Point labeling examples:
################

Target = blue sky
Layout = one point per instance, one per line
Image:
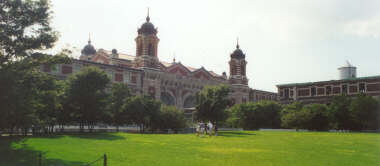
(285, 41)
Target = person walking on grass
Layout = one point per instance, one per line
(198, 128)
(202, 127)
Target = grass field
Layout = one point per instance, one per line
(259, 148)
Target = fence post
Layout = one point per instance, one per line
(105, 160)
(40, 159)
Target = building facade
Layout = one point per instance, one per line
(172, 83)
(324, 91)
(256, 95)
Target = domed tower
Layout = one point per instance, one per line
(146, 46)
(238, 80)
(238, 67)
(88, 51)
(347, 71)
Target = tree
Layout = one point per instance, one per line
(24, 28)
(119, 95)
(24, 32)
(291, 116)
(256, 115)
(211, 104)
(170, 118)
(365, 112)
(50, 95)
(142, 111)
(339, 113)
(87, 96)
(315, 117)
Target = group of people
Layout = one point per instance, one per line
(203, 128)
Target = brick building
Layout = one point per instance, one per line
(324, 91)
(172, 83)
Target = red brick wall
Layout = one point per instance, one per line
(303, 92)
(46, 68)
(373, 87)
(320, 91)
(67, 69)
(336, 90)
(133, 78)
(353, 89)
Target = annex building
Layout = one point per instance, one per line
(324, 91)
(173, 83)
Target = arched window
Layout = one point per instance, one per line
(150, 50)
(189, 102)
(167, 99)
(242, 70)
(139, 50)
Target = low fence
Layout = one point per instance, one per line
(102, 160)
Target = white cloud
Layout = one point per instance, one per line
(363, 28)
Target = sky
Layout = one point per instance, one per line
(285, 41)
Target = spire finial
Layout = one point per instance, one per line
(89, 38)
(237, 42)
(147, 17)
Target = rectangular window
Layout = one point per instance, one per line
(344, 89)
(118, 77)
(67, 69)
(286, 93)
(110, 75)
(328, 90)
(127, 77)
(76, 68)
(55, 69)
(134, 79)
(362, 87)
(313, 91)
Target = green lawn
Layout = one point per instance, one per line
(261, 148)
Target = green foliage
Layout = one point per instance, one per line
(311, 117)
(255, 115)
(365, 112)
(119, 95)
(170, 118)
(142, 110)
(340, 116)
(24, 28)
(211, 104)
(290, 116)
(87, 97)
(315, 117)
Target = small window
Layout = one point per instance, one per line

################

» Exercise requirements: Repeat only the stretch of lines that begins at the line containing "Target = tree" and ends at the last line above, both included.

» Completed exercise:
Target = tree
Layout = one point per instance, one per line
(24, 28)
(119, 95)
(24, 32)
(291, 116)
(256, 115)
(211, 104)
(170, 118)
(365, 112)
(50, 95)
(142, 111)
(339, 113)
(87, 96)
(315, 117)
Target = group of people
Layout = one point per instance, one per line
(203, 128)
Target = brick building
Layout = one point per instance, one per line
(324, 91)
(172, 83)
Target = red brick wall
Layout = one point per instance, one per line
(303, 92)
(46, 68)
(373, 87)
(320, 91)
(67, 69)
(336, 90)
(133, 78)
(353, 89)
Target = annex building
Layout = one point per instance, one per line
(324, 91)
(173, 83)
Target = arched window
Layout = one point per instance, one per line
(150, 50)
(189, 102)
(167, 99)
(242, 70)
(139, 50)
Target = low fence
Layout = one point per instance, one per line
(102, 160)
Target = white cloud
Layout = one point per instance, one per line
(363, 28)
Target = sky
Layout = one point per instance, one per line
(285, 41)
Target = spire finial
Layout = one point per instance, one per line
(89, 38)
(237, 42)
(147, 17)
Target = rectangular window
Layout = one point per instance, one per line
(344, 89)
(118, 77)
(67, 69)
(286, 93)
(110, 75)
(328, 90)
(127, 77)
(76, 68)
(55, 69)
(134, 79)
(362, 87)
(313, 91)
Target = green lawn
Layout = one point per instance, one per line
(261, 148)
Target = green foliage
Layout = one point per instance, one per line
(311, 117)
(255, 115)
(365, 112)
(119, 95)
(170, 118)
(142, 110)
(340, 116)
(24, 28)
(211, 104)
(290, 116)
(87, 97)
(315, 117)
Target = small window
Layout = one point per instance, one per line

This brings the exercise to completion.